## START
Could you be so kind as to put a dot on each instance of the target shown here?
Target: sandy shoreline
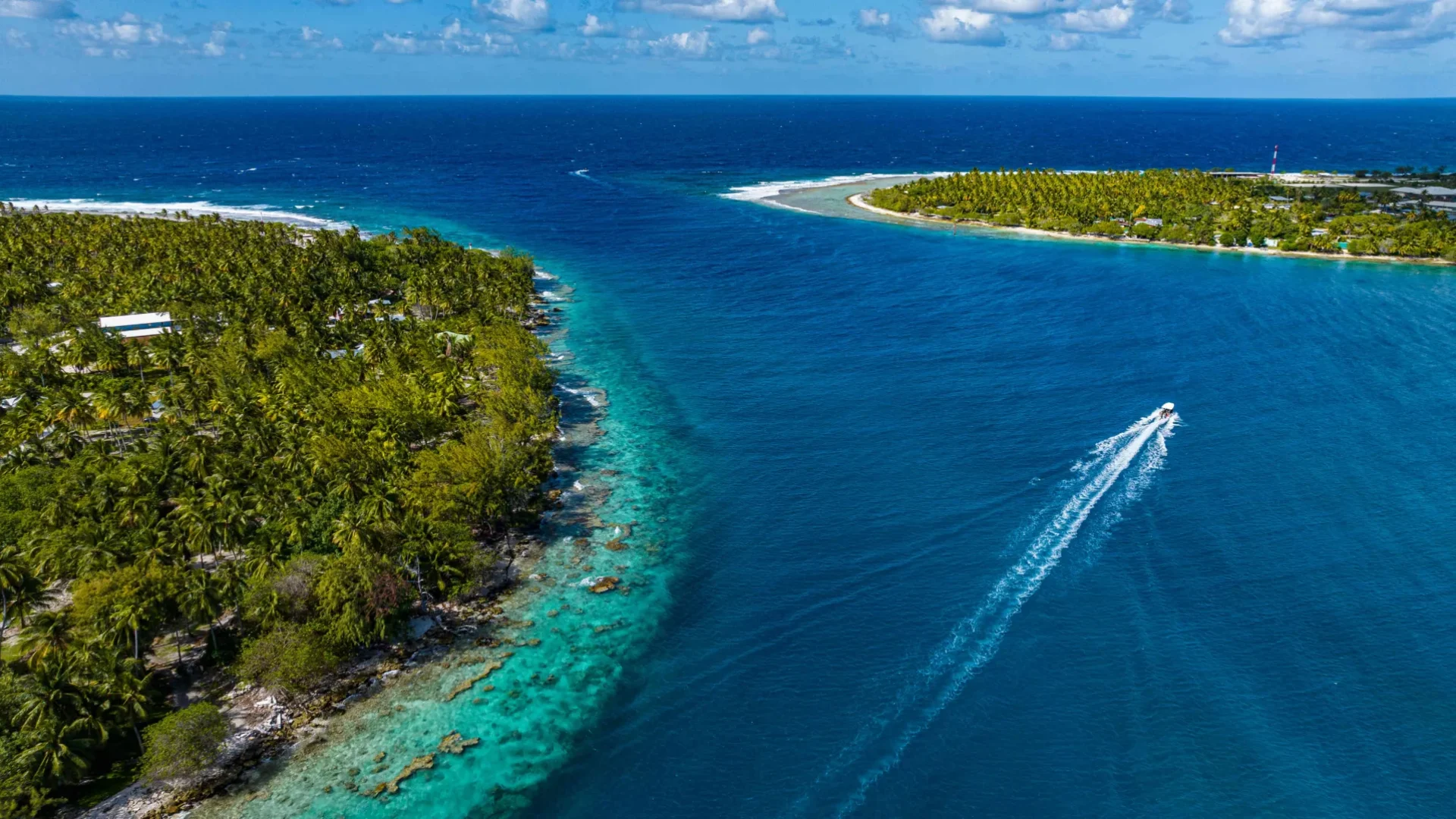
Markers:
(858, 200)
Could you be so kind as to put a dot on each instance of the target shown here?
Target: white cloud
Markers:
(36, 9)
(948, 24)
(455, 38)
(877, 22)
(1110, 19)
(1378, 24)
(1068, 42)
(721, 11)
(682, 44)
(525, 15)
(1022, 8)
(870, 19)
(118, 36)
(216, 44)
(1254, 22)
(595, 27)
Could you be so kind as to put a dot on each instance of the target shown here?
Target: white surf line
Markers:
(992, 618)
(199, 207)
(762, 191)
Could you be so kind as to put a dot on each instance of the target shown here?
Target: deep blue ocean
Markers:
(905, 577)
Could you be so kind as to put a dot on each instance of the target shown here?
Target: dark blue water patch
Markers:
(878, 419)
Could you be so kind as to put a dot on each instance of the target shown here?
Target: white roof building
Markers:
(1427, 191)
(137, 325)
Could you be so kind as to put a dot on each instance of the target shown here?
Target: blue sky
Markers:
(1366, 49)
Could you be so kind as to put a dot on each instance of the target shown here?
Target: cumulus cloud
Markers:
(720, 11)
(1110, 19)
(682, 44)
(525, 15)
(1068, 42)
(595, 27)
(455, 38)
(1376, 24)
(315, 38)
(1260, 22)
(1022, 8)
(949, 24)
(216, 44)
(877, 22)
(38, 9)
(117, 37)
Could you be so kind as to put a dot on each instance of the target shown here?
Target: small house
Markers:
(137, 325)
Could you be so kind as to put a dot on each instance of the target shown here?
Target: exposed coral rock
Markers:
(455, 744)
(471, 682)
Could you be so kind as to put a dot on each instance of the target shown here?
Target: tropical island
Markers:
(1375, 215)
(237, 453)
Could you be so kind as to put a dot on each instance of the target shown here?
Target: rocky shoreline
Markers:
(858, 200)
(270, 730)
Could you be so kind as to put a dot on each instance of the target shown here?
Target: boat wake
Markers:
(974, 640)
(764, 193)
(253, 213)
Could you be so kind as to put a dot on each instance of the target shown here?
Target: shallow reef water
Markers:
(889, 554)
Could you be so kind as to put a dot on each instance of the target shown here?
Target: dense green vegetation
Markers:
(184, 742)
(1193, 209)
(338, 428)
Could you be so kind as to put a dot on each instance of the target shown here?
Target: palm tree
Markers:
(200, 602)
(49, 635)
(127, 695)
(139, 356)
(15, 570)
(55, 694)
(133, 614)
(55, 754)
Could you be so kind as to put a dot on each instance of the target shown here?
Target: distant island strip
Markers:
(1372, 216)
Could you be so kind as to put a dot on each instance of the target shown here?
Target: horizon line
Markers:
(710, 95)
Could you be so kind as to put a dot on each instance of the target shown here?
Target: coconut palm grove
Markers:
(1190, 207)
(332, 430)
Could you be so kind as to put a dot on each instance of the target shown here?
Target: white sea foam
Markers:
(255, 213)
(766, 190)
(974, 640)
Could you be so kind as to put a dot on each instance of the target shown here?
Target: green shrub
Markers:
(290, 657)
(1362, 248)
(1174, 234)
(184, 742)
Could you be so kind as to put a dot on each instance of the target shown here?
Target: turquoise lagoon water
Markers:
(916, 545)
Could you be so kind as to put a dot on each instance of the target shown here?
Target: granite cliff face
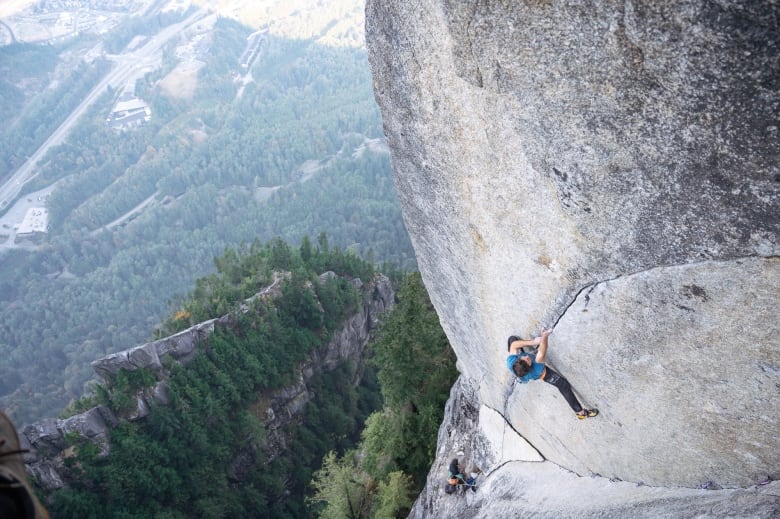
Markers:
(610, 169)
(48, 440)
## END
__Task to complete__. Transcribe the records above exactly as they appear, leaving out any pictures.

__Exercise output__.
Could you be so kind as to put a dot on each instance of the target shown here?
Target: sandy shoreline
Markers:
(858, 200)
Could you be so kind as to put a dot on each instance of the target shown here?
Target: white cloud
Markers:
(36, 9)
(948, 24)
(455, 38)
(877, 22)
(1110, 19)
(1378, 24)
(1068, 42)
(721, 11)
(682, 44)
(525, 15)
(1022, 8)
(870, 19)
(118, 36)
(216, 44)
(1254, 22)
(595, 27)
Could you be so kind as to put a dot on each instance of the target shown here?
Target: white surf line
Markers:
(992, 618)
(199, 207)
(762, 191)
Could you be so kind as to put a dot on each instance of the target shown here?
Target: deep blue ocean
Markers:
(905, 577)
Could you be so kind as to put a dot on each instance of the target shown here?
Target: dark blue water patch
Markers:
(878, 419)
Could you be so kind as to put a dot on each instance of the target shown here?
Target: white roof building
Markers:
(1427, 191)
(137, 325)
Could you be so kind as to put a dot on each instance of the target shown here?
Target: blue sky
Markers:
(1366, 49)
Could you be so kind as to put a dot on each instance of the target shown here?
Target: cumulus cloud
Markers:
(720, 11)
(1110, 19)
(682, 44)
(525, 15)
(1068, 42)
(595, 27)
(455, 38)
(1376, 24)
(315, 38)
(1260, 22)
(1022, 8)
(949, 24)
(216, 44)
(877, 22)
(38, 9)
(117, 37)
Could you be so kind as to put a dot on each instance of the target shown here?
Target: small house
Markers:
(137, 325)
Could you be so kind as to put a dot on each instance of the target shown here?
Target: exposed coral rock
Markers:
(455, 744)
(471, 682)
Could you be so kind as to put a dot on each instance of the target shown here?
Target: tropical island
Markers:
(1375, 215)
(237, 453)
Could you be so kind as to put a dot on each instance of the target shown here?
Target: rocky shoreline
Markers:
(858, 200)
(270, 730)
Could you be so kind as to put a dot on each instance of the target shown here?
Target: boat wake
Markers:
(974, 640)
(764, 193)
(253, 213)
Could you be so kind as to put a dot on each instance of the target shown here?
Target: shallow reef water
Markers:
(889, 554)
Could you be so kind as to put a dot on each instance of the target shown here?
Target: dense green vegetation
Markers:
(184, 742)
(1193, 209)
(338, 428)
Could you be so kind as to put a dot on each instance of the target shown here?
Target: palm tree
Markers:
(200, 602)
(49, 635)
(127, 695)
(139, 356)
(15, 570)
(55, 694)
(133, 614)
(55, 754)
Could you be so kind as to put a dot on each instance of the target shown here?
Target: distant island strip
Markers:
(1372, 216)
Could you be so kind as to put a dot on each instance of the target shown here?
Target: horizon line
Markers:
(710, 95)
Could you be so kind as to put a dot on each instance of the target shown here?
Target: coconut palm grove
Markers:
(1190, 207)
(332, 430)
Could you be so kind as to put a dot on each instance of the target shown here?
Target: white sea foam
Markers:
(255, 213)
(766, 190)
(974, 640)
Could you be so kind as to put a dot on each instance of the target shown here?
Target: green shrub
Markers:
(290, 657)
(1362, 248)
(1174, 234)
(184, 742)
Could you be so kind as to put a dot on each instance of the target shown here?
Target: turquoise lagoon water
Markers:
(916, 545)
Could you be so kind as to put a dot on each instance of the target shown here?
Target: granite cliff face
Markers:
(610, 169)
(48, 440)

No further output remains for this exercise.